Aim: Pick out every line in the listing below that contains the word "green", and copy each of those lines in full.

---- Information given

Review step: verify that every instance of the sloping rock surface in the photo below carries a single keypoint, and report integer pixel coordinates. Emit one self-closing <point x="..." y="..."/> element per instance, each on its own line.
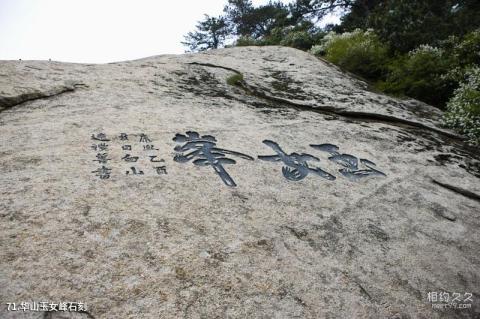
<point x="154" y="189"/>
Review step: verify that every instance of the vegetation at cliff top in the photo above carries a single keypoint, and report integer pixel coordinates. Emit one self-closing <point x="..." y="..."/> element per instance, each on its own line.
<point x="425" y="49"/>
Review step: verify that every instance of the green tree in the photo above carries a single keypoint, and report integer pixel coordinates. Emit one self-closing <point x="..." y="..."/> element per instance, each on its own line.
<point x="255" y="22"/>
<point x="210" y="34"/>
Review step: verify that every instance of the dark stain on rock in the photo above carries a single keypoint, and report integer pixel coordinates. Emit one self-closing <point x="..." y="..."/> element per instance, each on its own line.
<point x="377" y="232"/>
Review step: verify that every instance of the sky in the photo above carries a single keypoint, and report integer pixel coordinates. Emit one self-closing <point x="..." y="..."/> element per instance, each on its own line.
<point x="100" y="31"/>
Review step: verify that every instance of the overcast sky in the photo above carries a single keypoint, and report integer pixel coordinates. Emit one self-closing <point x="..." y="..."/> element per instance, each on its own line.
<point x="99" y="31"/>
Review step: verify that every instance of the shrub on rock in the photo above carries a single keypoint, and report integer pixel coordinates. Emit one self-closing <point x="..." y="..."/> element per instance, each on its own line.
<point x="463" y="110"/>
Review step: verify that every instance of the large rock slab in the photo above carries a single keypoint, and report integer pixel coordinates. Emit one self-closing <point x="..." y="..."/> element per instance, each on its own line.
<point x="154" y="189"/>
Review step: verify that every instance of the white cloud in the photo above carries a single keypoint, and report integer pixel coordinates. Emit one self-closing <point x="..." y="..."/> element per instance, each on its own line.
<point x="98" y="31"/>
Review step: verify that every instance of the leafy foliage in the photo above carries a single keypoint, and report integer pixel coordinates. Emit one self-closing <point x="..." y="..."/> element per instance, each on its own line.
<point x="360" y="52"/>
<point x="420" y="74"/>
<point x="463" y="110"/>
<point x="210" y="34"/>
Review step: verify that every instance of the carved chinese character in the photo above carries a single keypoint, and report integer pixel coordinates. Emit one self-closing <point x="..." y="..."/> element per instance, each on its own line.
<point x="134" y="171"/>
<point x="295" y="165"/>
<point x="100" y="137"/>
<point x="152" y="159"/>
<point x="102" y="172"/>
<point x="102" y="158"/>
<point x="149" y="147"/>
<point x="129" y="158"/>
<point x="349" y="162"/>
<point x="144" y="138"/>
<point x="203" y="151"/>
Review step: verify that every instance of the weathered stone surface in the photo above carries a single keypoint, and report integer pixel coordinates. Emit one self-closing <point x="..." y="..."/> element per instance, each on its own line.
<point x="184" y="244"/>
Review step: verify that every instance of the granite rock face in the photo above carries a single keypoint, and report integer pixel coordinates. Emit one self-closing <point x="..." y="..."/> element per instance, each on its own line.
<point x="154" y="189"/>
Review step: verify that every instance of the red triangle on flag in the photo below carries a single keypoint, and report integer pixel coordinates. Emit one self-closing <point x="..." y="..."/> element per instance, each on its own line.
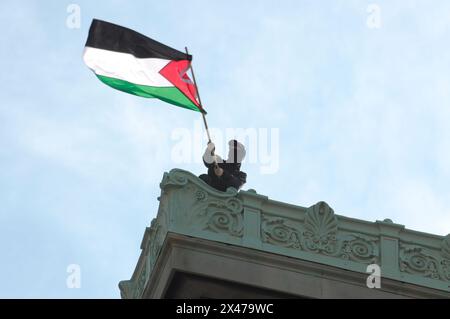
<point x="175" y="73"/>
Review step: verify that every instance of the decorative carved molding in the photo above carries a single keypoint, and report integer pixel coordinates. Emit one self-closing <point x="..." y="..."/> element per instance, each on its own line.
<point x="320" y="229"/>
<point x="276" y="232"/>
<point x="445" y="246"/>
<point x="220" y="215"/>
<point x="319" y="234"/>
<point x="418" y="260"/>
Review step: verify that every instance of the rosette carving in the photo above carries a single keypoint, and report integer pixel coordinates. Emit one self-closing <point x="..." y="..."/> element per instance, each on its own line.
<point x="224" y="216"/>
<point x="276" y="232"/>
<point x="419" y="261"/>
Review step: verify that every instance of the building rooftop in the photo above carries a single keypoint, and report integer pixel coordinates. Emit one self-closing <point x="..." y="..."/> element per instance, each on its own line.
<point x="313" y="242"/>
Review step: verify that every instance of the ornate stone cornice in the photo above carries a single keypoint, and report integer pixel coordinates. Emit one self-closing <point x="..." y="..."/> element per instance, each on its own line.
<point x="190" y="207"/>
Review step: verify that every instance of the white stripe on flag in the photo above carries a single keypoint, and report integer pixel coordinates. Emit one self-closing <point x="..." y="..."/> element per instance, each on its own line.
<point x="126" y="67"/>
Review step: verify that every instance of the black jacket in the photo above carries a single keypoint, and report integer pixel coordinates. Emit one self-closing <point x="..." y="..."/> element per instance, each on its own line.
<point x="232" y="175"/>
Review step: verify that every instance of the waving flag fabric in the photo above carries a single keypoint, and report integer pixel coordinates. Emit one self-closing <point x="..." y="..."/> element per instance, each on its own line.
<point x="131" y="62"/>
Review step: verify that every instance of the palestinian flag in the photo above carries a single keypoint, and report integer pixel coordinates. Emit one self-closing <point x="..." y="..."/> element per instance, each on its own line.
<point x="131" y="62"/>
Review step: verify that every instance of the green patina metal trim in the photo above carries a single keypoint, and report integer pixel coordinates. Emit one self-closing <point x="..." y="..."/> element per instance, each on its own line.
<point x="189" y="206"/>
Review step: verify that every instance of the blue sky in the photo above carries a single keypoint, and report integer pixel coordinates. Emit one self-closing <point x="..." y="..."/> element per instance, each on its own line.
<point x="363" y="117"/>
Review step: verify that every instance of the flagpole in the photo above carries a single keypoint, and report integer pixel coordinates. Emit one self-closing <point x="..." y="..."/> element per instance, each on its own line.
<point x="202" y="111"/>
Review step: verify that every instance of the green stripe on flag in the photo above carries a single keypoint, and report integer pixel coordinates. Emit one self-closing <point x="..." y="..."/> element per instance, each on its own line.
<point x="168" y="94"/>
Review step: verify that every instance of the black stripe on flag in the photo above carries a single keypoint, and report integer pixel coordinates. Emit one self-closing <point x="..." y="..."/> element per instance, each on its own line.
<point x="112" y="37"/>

--------
---- Information given

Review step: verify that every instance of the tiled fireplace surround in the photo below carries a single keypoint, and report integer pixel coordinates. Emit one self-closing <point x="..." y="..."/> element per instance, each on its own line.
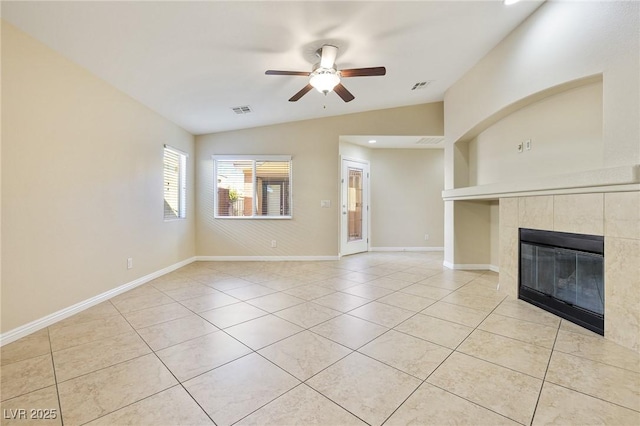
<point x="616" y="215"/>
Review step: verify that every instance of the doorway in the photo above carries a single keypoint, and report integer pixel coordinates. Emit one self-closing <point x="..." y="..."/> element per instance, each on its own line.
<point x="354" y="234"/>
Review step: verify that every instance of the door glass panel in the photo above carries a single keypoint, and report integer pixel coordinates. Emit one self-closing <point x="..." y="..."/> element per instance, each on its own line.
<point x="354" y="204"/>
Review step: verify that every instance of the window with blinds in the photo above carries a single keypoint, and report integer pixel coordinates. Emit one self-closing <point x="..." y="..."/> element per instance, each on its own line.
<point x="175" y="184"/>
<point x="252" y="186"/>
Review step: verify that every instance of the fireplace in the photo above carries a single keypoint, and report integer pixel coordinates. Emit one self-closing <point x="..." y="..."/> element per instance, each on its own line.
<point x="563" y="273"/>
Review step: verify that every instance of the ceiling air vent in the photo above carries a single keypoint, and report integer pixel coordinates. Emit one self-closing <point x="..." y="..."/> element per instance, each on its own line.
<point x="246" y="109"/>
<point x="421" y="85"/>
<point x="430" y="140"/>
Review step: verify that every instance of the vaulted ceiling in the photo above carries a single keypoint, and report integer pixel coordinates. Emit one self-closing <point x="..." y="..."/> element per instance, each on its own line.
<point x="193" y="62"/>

--------

Solved problem:
Review step: verify that every instance of the green tree in the photo above carries a single keypoint, and report integer pixel coordinates. Emit one self-closing <point x="..." y="..."/> element per instance, each on its own line.
Review step: verify that every instance of the green patina metal trim in the photo above carries a single keypoint, and report integer pixel coordinates. Emit one self-closing <point x="..." y="..."/> element per instance, each on its own line.
Review step: verify that every instance of the green stripe on flag in the photo above carries a single keypoint, and report integer pixel coordinates. Emit one self-closing <point x="..." y="..."/> element per instance, each on its own line.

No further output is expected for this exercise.